**GOAL**. From the line that includes "Every instance of the halter noseband" to the last line of the data, quote each line precisely; both boundary lines belong in the answer.

─── RECORDS FOR THE TASK

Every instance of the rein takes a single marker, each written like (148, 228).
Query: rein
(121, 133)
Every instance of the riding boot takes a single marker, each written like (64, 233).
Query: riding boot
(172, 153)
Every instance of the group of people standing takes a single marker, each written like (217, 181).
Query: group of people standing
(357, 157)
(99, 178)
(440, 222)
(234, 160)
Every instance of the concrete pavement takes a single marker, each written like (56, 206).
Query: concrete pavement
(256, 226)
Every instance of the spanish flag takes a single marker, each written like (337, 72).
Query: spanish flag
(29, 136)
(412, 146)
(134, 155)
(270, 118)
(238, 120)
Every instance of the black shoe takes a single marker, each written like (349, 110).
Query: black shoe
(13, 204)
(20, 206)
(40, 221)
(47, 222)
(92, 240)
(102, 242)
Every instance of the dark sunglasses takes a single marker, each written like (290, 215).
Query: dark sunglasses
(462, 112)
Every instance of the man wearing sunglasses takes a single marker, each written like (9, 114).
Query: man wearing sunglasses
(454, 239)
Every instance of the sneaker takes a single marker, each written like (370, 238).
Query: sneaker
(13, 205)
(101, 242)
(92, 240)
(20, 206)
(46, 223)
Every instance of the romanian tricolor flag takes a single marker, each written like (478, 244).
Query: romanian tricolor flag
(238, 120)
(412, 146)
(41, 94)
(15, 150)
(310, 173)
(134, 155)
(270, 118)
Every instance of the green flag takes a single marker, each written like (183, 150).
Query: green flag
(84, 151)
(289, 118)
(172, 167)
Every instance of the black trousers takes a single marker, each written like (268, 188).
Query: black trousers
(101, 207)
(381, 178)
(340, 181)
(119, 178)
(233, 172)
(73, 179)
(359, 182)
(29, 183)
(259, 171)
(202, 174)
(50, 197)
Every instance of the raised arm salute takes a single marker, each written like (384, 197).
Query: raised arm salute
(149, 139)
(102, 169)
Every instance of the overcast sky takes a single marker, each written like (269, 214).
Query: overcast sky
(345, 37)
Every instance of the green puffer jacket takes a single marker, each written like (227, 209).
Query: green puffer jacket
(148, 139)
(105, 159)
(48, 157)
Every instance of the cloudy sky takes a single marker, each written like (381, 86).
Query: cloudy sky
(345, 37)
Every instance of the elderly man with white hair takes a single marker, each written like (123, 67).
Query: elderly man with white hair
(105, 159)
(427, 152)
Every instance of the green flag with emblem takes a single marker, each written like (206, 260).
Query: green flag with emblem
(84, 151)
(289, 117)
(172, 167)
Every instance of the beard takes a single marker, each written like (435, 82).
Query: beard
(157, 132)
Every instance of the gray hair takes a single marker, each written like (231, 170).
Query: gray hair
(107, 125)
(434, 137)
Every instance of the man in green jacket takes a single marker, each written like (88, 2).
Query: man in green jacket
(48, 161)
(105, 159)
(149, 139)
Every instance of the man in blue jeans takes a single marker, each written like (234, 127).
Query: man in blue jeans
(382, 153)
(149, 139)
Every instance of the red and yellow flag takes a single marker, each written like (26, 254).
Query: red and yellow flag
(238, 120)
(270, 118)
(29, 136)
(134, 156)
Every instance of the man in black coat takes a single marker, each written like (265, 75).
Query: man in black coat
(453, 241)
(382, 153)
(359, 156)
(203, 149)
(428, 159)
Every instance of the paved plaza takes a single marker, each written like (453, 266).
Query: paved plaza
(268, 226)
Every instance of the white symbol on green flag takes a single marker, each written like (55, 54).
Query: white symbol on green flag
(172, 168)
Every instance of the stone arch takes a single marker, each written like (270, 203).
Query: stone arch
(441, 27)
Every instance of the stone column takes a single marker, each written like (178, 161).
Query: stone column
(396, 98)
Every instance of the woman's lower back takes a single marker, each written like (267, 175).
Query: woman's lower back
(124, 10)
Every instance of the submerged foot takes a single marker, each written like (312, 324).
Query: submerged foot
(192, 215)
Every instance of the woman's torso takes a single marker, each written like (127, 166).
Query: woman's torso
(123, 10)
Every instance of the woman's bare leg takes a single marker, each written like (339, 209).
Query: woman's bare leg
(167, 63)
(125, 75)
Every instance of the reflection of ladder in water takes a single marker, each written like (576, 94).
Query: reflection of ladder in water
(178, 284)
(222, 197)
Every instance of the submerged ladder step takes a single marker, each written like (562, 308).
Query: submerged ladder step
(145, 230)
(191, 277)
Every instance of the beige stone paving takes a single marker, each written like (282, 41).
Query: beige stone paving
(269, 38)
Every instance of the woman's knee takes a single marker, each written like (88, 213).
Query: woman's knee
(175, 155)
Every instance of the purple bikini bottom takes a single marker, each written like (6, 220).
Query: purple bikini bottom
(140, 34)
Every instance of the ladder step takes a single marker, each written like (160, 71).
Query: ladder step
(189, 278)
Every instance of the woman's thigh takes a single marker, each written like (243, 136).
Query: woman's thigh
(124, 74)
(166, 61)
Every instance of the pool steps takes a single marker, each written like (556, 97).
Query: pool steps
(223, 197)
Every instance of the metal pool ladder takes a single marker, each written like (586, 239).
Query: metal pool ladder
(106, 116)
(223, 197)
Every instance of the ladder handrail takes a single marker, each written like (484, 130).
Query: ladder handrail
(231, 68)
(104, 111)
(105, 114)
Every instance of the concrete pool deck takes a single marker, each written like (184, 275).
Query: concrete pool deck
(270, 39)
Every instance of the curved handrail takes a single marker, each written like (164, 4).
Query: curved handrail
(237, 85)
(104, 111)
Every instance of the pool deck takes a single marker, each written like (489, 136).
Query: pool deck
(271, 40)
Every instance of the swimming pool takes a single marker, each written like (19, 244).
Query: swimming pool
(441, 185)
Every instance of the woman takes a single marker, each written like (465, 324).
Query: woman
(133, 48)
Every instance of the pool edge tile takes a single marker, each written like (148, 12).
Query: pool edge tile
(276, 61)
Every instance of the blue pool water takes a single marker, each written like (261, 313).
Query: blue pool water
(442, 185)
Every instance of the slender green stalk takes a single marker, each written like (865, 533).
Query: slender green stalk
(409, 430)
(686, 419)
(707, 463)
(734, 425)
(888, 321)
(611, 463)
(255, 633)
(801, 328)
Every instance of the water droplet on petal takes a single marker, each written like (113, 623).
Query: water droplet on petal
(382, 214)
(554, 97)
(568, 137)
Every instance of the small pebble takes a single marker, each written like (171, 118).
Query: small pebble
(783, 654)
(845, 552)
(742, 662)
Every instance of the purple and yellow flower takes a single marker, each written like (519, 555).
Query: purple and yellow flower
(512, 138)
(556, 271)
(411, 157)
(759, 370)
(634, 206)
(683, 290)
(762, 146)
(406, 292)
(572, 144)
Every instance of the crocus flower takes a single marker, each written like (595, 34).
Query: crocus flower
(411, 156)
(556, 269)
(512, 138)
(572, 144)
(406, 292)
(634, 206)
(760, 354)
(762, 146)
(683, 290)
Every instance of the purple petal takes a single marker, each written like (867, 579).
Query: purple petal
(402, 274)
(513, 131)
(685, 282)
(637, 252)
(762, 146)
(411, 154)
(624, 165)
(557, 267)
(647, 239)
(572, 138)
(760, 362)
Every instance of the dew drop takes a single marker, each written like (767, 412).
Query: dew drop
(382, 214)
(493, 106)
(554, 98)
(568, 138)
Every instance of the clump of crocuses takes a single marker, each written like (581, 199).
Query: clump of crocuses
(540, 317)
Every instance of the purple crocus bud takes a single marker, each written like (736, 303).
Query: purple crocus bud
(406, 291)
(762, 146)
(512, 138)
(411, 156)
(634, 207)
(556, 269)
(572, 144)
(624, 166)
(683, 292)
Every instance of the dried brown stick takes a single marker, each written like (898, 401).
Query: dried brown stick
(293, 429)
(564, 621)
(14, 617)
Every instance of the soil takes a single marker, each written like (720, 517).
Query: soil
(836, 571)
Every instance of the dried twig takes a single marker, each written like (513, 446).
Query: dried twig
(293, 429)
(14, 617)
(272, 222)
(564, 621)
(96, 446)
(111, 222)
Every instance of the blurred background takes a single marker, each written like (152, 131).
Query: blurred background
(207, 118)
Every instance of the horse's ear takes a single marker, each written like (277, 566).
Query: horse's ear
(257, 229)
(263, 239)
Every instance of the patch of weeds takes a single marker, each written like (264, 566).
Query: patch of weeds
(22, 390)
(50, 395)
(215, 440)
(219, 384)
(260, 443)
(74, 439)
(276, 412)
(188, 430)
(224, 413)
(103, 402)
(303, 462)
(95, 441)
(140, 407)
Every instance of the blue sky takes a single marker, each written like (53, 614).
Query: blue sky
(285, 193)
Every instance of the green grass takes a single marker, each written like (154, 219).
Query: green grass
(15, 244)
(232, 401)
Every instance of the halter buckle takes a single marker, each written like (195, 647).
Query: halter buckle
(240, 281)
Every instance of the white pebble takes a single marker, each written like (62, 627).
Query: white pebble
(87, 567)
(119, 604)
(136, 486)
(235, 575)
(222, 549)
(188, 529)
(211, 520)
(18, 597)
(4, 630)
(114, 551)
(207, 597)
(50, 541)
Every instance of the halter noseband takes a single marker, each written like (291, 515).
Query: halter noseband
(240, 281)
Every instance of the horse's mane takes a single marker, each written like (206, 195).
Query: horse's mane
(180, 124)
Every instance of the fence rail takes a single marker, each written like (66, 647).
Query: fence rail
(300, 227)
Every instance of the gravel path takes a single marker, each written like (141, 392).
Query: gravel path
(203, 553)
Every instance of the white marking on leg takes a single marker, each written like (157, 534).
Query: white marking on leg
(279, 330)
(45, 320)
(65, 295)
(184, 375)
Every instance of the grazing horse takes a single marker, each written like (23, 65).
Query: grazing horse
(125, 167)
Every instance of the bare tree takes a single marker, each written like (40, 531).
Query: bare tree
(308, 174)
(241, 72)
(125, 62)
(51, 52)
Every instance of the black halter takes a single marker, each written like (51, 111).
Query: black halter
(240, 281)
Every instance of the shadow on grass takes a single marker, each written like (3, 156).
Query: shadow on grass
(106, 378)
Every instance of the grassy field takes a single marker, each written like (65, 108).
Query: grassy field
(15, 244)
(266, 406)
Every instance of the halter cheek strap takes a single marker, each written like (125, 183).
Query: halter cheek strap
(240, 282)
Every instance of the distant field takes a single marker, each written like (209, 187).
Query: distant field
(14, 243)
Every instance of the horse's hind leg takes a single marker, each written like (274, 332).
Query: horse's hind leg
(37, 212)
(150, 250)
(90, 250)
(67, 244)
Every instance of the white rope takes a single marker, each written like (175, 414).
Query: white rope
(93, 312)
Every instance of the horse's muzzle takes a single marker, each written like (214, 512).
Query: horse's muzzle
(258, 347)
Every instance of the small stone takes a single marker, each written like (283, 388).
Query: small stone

──────

**OUTPUT FOR THIS EXERCISE**.
Every instance of the halter noseband takes a single marker, each written like (291, 515).
Query: halter noseband
(240, 281)
Every instance of the horse's mane takes a single marker, each written like (206, 195).
Query: horse's mane
(180, 124)
Every instance of the fence rail takes a single marker, each written like (66, 647).
Query: fence rail
(300, 227)
Every instance of the gravel path takes a single marker, each written like (141, 392).
Query: gravel path
(203, 553)
Every instance of the white marking on leg takes a single marker, each written like (157, 534).
Query: white marking on leg
(279, 330)
(45, 320)
(65, 295)
(184, 375)
Every instance of the grazing horse takes a single marker, each written like (23, 65).
Query: grazing horse
(125, 167)
Every instance of the bare tree takes a single marker, each written like (40, 531).
Query: bare tree
(308, 174)
(241, 72)
(125, 62)
(51, 52)
Every instance of the black halter takes a single marker, each written like (51, 111).
Query: black halter
(240, 281)
Every instance of the shadow on grass takes a single marker, each written like (3, 156).
Query: shadow on grass
(106, 378)
Every instance of the grassy field takes a single marker, each written like (65, 108).
Query: grassy field
(15, 244)
(266, 406)
Every instance of the halter cheek strap takes a single marker, each written like (125, 183).
Query: halter cheek strap
(240, 282)
Every instance of the distant field takes a single marker, each written like (209, 187).
Query: distant field
(14, 243)
Every instance of the horse's hind leg takes a single marker, each written like (274, 332).
Query: horse's hind leg
(37, 212)
(150, 250)
(90, 250)
(67, 244)
Every instance of the white rope takes a single marker, each written like (175, 414).
Query: white rope
(93, 312)
Every instance of the horse's muzzle takes a single marker, each written like (214, 512).
Query: horse's muzzle
(258, 347)
Every instance of the small stone takes a single marker, each written like (283, 388).
Query: small stone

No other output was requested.